● **Written request**:
Locate every line below that contains the word "exposed" and copy each of those lines.

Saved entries
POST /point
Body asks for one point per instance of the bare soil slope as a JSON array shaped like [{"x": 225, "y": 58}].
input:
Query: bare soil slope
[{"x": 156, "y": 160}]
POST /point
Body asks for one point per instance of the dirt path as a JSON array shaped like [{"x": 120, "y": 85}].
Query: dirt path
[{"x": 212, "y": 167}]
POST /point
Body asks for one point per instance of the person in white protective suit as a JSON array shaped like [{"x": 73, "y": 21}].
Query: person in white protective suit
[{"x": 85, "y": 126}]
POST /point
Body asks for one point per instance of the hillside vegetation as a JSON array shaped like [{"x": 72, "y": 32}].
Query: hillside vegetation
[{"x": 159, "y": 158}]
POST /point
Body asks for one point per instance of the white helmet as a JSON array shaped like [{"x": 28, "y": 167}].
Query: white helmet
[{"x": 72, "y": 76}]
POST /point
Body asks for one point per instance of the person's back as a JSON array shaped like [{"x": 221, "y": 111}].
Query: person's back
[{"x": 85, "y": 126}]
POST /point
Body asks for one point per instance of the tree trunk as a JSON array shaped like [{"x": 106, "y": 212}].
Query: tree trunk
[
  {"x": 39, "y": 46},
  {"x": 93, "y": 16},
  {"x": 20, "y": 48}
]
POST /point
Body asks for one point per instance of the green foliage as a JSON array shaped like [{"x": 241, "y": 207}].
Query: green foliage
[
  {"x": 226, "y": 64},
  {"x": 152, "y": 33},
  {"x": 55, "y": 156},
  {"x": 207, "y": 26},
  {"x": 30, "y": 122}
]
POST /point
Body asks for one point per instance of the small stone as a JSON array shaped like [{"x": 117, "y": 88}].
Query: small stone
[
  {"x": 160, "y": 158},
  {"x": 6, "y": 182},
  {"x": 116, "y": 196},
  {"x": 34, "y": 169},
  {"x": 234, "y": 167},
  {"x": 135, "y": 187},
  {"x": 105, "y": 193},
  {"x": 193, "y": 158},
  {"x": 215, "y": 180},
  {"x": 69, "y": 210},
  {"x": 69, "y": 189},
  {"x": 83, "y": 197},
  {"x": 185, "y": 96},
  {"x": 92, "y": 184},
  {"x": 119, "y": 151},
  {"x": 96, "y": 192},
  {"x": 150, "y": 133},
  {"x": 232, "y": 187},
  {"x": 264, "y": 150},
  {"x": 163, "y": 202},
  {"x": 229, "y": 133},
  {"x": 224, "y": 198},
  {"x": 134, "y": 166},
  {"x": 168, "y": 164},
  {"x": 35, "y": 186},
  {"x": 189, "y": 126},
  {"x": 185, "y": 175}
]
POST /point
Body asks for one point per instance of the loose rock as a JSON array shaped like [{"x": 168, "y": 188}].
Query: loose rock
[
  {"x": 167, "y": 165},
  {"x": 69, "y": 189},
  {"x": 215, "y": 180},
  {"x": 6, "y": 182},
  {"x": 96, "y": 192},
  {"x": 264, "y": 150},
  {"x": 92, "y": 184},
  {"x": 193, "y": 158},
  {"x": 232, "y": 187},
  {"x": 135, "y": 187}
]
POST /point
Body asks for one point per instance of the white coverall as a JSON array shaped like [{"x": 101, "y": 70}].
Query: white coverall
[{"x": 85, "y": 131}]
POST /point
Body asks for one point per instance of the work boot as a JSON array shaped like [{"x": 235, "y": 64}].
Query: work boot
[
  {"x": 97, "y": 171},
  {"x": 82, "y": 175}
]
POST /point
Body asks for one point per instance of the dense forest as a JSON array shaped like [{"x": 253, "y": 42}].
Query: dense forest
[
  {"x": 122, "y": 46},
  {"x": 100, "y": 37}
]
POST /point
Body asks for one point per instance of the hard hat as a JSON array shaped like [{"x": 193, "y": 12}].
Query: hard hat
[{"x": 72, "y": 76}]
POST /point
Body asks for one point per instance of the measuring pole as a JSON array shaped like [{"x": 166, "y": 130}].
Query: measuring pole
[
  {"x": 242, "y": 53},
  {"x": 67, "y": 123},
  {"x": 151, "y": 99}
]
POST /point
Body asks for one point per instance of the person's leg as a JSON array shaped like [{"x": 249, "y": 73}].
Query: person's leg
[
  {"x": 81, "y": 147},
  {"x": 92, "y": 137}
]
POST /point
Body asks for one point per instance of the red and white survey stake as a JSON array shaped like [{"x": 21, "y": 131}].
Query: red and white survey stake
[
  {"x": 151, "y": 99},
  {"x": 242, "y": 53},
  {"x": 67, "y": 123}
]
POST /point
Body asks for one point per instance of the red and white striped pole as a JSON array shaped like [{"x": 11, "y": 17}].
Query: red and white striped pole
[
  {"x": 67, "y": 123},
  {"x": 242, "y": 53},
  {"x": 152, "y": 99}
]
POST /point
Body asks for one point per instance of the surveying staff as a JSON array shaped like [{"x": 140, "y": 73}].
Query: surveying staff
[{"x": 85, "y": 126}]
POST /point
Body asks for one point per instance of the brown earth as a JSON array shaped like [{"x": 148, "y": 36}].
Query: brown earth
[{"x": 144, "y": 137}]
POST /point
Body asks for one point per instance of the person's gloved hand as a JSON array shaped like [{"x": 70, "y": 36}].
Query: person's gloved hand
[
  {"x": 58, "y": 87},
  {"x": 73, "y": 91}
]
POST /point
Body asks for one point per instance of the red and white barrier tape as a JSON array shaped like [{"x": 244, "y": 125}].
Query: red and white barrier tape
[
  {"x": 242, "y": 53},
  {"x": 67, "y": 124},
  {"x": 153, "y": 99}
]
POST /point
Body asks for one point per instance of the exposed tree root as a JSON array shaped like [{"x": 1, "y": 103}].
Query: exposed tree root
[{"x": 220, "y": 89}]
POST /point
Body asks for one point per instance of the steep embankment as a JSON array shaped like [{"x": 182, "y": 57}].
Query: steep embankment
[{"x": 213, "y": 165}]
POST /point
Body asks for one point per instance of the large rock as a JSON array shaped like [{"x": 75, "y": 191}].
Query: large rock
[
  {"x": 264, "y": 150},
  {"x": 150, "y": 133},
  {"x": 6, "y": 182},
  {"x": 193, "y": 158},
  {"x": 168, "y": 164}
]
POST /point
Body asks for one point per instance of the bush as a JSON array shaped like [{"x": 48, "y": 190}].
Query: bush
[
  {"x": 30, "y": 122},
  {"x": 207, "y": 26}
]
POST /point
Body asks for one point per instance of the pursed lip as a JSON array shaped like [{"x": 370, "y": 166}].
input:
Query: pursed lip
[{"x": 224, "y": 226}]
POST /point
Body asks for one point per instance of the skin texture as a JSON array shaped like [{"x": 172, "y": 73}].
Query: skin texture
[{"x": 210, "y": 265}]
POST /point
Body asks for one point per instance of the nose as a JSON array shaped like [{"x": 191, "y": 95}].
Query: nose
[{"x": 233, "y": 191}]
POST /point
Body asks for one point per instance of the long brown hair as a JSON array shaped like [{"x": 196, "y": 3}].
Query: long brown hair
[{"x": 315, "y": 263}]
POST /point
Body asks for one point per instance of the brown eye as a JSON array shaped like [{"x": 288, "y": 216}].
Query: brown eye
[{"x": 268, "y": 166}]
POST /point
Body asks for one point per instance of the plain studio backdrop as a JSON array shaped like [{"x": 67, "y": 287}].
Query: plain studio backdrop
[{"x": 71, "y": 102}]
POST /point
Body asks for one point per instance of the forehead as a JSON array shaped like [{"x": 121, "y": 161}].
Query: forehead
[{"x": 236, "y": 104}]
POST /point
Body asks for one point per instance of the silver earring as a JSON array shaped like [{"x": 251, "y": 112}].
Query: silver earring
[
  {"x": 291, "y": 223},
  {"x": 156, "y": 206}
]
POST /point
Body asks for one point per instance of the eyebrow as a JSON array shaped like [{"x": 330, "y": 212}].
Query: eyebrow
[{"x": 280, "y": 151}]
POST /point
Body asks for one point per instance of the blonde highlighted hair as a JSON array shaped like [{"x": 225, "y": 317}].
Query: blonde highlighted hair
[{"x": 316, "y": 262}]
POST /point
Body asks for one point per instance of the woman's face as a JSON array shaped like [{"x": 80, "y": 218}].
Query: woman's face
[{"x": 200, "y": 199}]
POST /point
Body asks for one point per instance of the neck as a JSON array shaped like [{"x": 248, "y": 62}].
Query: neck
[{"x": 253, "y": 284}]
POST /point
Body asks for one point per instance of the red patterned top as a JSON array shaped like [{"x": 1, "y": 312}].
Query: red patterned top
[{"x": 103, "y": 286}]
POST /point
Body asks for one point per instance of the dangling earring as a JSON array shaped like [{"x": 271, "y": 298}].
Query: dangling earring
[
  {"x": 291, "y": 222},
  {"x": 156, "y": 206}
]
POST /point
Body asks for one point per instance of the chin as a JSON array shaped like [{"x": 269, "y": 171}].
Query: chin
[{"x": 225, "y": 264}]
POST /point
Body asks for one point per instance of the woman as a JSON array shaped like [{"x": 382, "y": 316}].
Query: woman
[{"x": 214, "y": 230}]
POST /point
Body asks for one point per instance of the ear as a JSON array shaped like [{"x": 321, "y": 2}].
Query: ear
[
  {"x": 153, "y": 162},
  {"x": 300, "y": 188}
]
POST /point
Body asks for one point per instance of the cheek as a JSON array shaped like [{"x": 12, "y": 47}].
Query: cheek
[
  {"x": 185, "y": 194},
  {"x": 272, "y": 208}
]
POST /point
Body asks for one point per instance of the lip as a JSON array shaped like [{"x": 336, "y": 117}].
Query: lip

● **Task answer**:
Body asks for one point per instance of the exposed tree root as a JSON array shaped like [{"x": 1, "y": 103}].
Query: exposed tree root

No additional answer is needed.